-------- FRAGMENTO DEL DOCUMENTO
La mezcla de delincuencia e islamismo radical representa una auténtica amenaza al futuro del país.

AFP/Getty Images

Túnez está inmerso en crisis políticas constantes cuya relación con los problemas de seguridad es cada vez más evidente. Aunque por el momento son de baja intensidad, los ataques yihadistas están incrementándose a una velocidad alarmante, lo cual alimenta los rumores, debilita al Estado y polariza cada vez más la atmósfera política. La coalición de gobierno -dominada por los islamistas de Ennahda- y la oposición laica intercambian acusaciones y politizan dichos problemas de seguridad nacional en vez de tratar de resolverlos. Mientras tanto, se amplía el abismo entre el Túnez fronterizo, poroso, rebelde, un refugio para la yihad y el contrabando, y el Túnez de la capital y la costa, inquieto por la vulnerabilidad de un interior al que teme más que comprende. Aparte de emprender los esfuerzos necesarios para solucionar la crisis política inmediata, todos los actores nacionales deberían poner en marcha medidas de seguridad y socioeconómicas con el fin de reducir la permeabilidad de las fronteras del país.

El vacío de seguridad que sucedió a la revolución de 2010-2011 contra el régimen de Ben Alí, unido al caos generado por la guerra de Libia, explica en gran parte el inquietante aumento del tráfico ilegal entre un país y otro. Aunque hace mucho tiempo que el contrabando es la única fuente de ingresos de numerosos residentes de las provincias fronterizas, la entrada de mercancías peligrosas y lucrativas lo vuelve más preocupante. Desde Libia entran al país de forma habitual tanto drogas duras como cantidades relativamente pequeñas (por ahora) de armas de fuego y explosivos. Por su parte, la mitad norte de la frontera entre Túnez y Argelia también está convirtiéndose en un área de tráfico creciente de cannabis y armas ligeras. Estas dos tendencias hacen que los yihadistas tengan más capacidad de causar el caos y agravan la corrupción de las autoridades fronterizas.
----------------
-------- MATERIAL PROPORCIONADO
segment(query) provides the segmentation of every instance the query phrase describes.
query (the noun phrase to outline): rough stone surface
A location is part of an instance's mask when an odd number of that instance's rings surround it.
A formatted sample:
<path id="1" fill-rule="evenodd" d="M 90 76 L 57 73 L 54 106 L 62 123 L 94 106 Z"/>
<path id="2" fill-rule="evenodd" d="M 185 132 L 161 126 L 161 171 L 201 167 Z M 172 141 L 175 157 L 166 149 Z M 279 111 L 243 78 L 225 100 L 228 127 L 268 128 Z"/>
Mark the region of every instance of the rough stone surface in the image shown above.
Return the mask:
----------------
-------- MATERIAL PROPORCIONADO
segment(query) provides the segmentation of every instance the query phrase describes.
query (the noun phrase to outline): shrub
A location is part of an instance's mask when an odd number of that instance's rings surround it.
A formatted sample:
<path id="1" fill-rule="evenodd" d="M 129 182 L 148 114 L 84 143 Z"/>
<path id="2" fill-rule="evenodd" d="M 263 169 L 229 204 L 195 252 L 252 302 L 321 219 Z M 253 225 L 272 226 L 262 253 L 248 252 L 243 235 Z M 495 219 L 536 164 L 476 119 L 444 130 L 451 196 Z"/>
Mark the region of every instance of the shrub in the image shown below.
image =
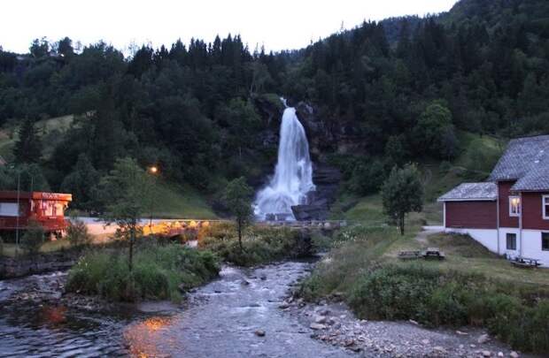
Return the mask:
----------------
-------- MATERIAL PROPORCIONADO
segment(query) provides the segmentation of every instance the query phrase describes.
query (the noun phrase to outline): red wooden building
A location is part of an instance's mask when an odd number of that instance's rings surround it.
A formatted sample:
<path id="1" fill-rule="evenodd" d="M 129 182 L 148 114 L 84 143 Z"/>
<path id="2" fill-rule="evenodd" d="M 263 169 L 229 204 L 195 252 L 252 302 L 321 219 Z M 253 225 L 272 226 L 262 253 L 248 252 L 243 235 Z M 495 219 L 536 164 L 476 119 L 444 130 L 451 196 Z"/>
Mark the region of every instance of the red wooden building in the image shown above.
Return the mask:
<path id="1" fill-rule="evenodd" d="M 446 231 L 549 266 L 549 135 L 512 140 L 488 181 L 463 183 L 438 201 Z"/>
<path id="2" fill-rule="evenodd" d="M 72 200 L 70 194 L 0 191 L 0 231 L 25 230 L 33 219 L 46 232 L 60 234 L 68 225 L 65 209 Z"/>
----------------
* INSTRUCCIONES:
(1) Traduce al inglés esta oración del texto sobre Túnez: «Túnez está inmerso en crisis políticas constantes cuya relación con los problemas de seguridad es cada vez más evidente.»
(2) Según el texto sobre Túnez, ¿qué formación islamista domina la coalición de gobierno?
(3) Prosigue el texto sobre Túnez desde su última oración, manteniendo el mismo tema y tono.
El listado no hace falta para resolver nada de lo que se pide.

* RESPUESTAS REDACTADAS:
(1) Tunisia is immersed in constant political crises whose connection to security problems is increasingly evident.

(2) Ennahda.

(3)
No hay que exagerar ni politizar estos hechos. En especial, y en contra de lo que se suele pensar, el material militar procedente de Libia no ha inundado el país. Ahora bien, tampoco se puede despreciar la amenaza. No cabe duda de que la guerra de Libia ha tenido consecuencias para la seguridad y que los grupos armados de la frontera han cometido atentados contra miembros de la Guardia Nacional, el Ejército y la policía, un importante problema de seguridad que el regreso de los combatientes tunecinos de Siria ha empeorado. Por la misma razón, la situación creada tras la revolución de Túnez y la guerra de Libia ha obligado a una reorganización de los cárteles contrabandistas (con criterios comerciales en la frontera con Argelia y tribales en la frontera con Libia) que ha debilitado aún más el control del Estado y ha sentado las bases para otros tipos de tráfico ilícito mucho más peligrosos.

A eso hay que añadir que la delincuencia y el islamismo radical están mezclándose cada vez más en las afueras de las grandes ciudades y los pueblos pobres de la periferia. Con el tiempo, la aparición de una especie de gansterismo islámico podría contribuir al ascenso de grupos que aúnen la yihad y el crimen organizado dentro de las redes de contrabando que actúan en las fronteras o, peor aún, a la cooperación activa entre cárteles y yihadistas.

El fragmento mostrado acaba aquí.